Increasingly, XML is being used as “glue” to bind legacy software applications to e-business front ends that deliver information to customers over the Web. A typical scenario is to transform the data in the legacy application to XML in order to hand it off to the new e-business application. As e-business projects grow in complexity, developers will want support for generating XML views over relational and other existing data. To be done efficiently, such application development requires integration with adaptors or gateways to create normalized XML views over multiple structured and semi-structured data.


Storing semi-structured data in structured DB (e.g. 2300 in FIG. 23) makes it much easier to create XML views of mixed content stored in the database or accessed from other servers via gateways. It also opens up its repository to Web protocols and, by simplifying the process of linking information in the database to external sources around the world.


e-Government


Different database programs are a major problem in e-government projects in many countries. Consider, for instance, accessing a governmental portal in order to use a particular service (2315 in FIG. 23).


Although one may have entered the e-government website via a single portal, behind the scenes the data required for these activities will typically be held in several different proprietary database systems. This is because of the long history of piecemeal implementation of databases in local government. Typically there will be no common standard for coding the data fields in these databases. For example, in one system, addresses might have fields with names such as House number, Street name, Town, City, Postcode and so on. Another system might have Address1, Address2, and Address3 instead. This is an example of the “legacy problem”. In many cases, it is too expensive to replace these diverse systems with new, integrated systems operating on common standards. Somehow, the older systems have to be incorporated into the newer e-government systems and have to be able to work together with them. A vital tool for enabling these diverse systems to work together has been XML. Fast querying of XML that is stored on structured DB enables solution to these problems. The data from these systems can be migrated into XML and stored as semi-structured data. The semi-structured data along with fast query processing that this invention enables produce a reliable e-government application.

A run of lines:
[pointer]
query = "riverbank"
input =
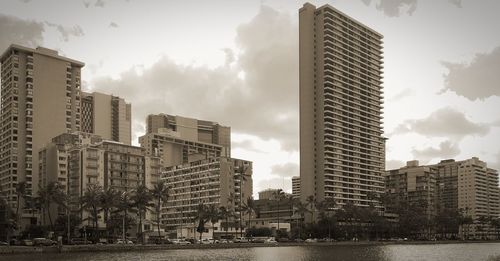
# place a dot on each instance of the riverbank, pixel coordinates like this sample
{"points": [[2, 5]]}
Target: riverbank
{"points": [[139, 248]]}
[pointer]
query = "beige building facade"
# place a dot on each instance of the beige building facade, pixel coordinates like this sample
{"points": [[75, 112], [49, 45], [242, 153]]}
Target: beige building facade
{"points": [[296, 187], [414, 184], [213, 182], [470, 186], [340, 78], [107, 116], [40, 100]]}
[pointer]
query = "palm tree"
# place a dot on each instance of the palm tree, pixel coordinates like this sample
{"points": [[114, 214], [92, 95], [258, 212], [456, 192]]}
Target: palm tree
{"points": [[301, 209], [142, 201], [109, 199], [311, 202], [124, 204], [225, 213], [91, 202], [214, 215], [202, 216], [243, 174], [21, 193], [45, 197], [160, 192], [249, 208], [279, 194]]}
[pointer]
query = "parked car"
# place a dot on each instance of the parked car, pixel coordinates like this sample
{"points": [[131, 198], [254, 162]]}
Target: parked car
{"points": [[26, 242], [41, 241], [207, 241], [311, 240], [78, 241], [271, 240], [180, 242], [126, 241], [241, 240]]}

Set exercise :: Reproduce the part of the XML text between "Increasingly, XML is" and "and semi-structured data.", inclusive. The lines play no part in this.

Solution for this task ::
Increasingly, XML is being used as “glue” to bind legacy software applications to e-business front ends that deliver information to customers over the Web. A typical scenario is to transform the data in the legacy application to XML in order to hand it off to the new e-business application. As e-business projects grow in complexity, developers will want support for generating XML views over relational and other existing data. To be done efficiently, such application development requires integration with adaptors or gateways to create normalized XML views over multiple structured and semi-structured data.